Just for fun----zjfc 并查集操作

题目描述

When I boring , I'm crazy...So I design a BT game just for fun...It's easy...

输入描述

    First line is a interger T <=20 ;

T case follow ,each case begin with the interger N(N<=100000) , as the max number I will give .

Then the interger M(M<=10000) ,as the M lines follow:

One type of format as "A B" is the only instruction I did,it means let A and B in the same set.

All the interger not less than 0.

输出描述

    if they are already in the same set puts "nop",else printf the min number in this set.

样例输入

1

10

5

1 3

1 2

5 4

5 3

5 3

样例输出

1

1

4

1

nop
使用并查集,
做每次归并操作的时候,取2个集合中的最小根结点作为新集合的根节点,并输出该
结点的值。同时可以做路径压缩操作。

● ● ●

把这道并查集题目从含有"T case follow"的地方开始，一直抄到"the same set."为止，并把其中的"instruction"改成"command"。 接下来的记录是另外的材料，和上面这道并查集题目没有关系。

摘录数据:
● ● ●

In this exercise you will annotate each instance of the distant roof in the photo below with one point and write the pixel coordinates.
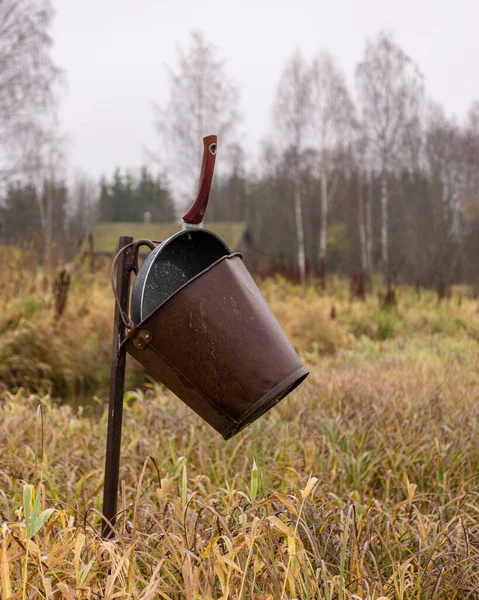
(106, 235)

● ● ●

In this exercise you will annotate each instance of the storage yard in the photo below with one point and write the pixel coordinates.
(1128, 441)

● ● ●

参考答案:
T case follow ,each case begin with the interger N(N<=100000) , as the max number I will give .

Then the interger M(M<=10000) ,as the M lines follow:

One type of format as "A B" is the only command I did,it means let A and B in the same set.